> [What to work on]
Although the data below contains pictures, please reproduce only its words, exactly.

**** Material provided

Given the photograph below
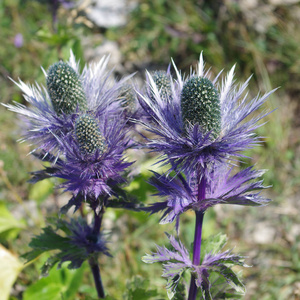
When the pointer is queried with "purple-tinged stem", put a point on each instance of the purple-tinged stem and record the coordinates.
(97, 277)
(197, 239)
(93, 261)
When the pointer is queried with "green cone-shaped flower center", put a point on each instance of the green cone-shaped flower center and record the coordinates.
(127, 96)
(200, 103)
(65, 89)
(89, 136)
(163, 84)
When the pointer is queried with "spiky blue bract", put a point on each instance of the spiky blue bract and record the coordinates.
(88, 135)
(43, 124)
(190, 146)
(162, 80)
(177, 261)
(223, 186)
(94, 174)
(128, 100)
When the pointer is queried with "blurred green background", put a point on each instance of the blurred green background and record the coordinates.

********

> [Result for this exercise]
Given the photograph below
When the pointer is queried with "purple-tinged stem", put a point on each instance of the purple-tinged stem and record the coordinates.
(97, 277)
(197, 239)
(93, 261)
When the pointer is queried with "green cone-shaped flower center", put a point on each instance of the green cone-shaped flower center and record the coordinates.
(127, 96)
(200, 103)
(65, 89)
(89, 136)
(163, 84)
When the pointer is queried with "spiky blue bract", put a point on each instance of the spiky blue bract and record the coordinates.
(88, 135)
(43, 124)
(190, 146)
(162, 80)
(177, 261)
(223, 186)
(94, 174)
(128, 100)
When the pointer is queried with "blurred green background", put a point on each instance of the blurred green background and record the coordinates.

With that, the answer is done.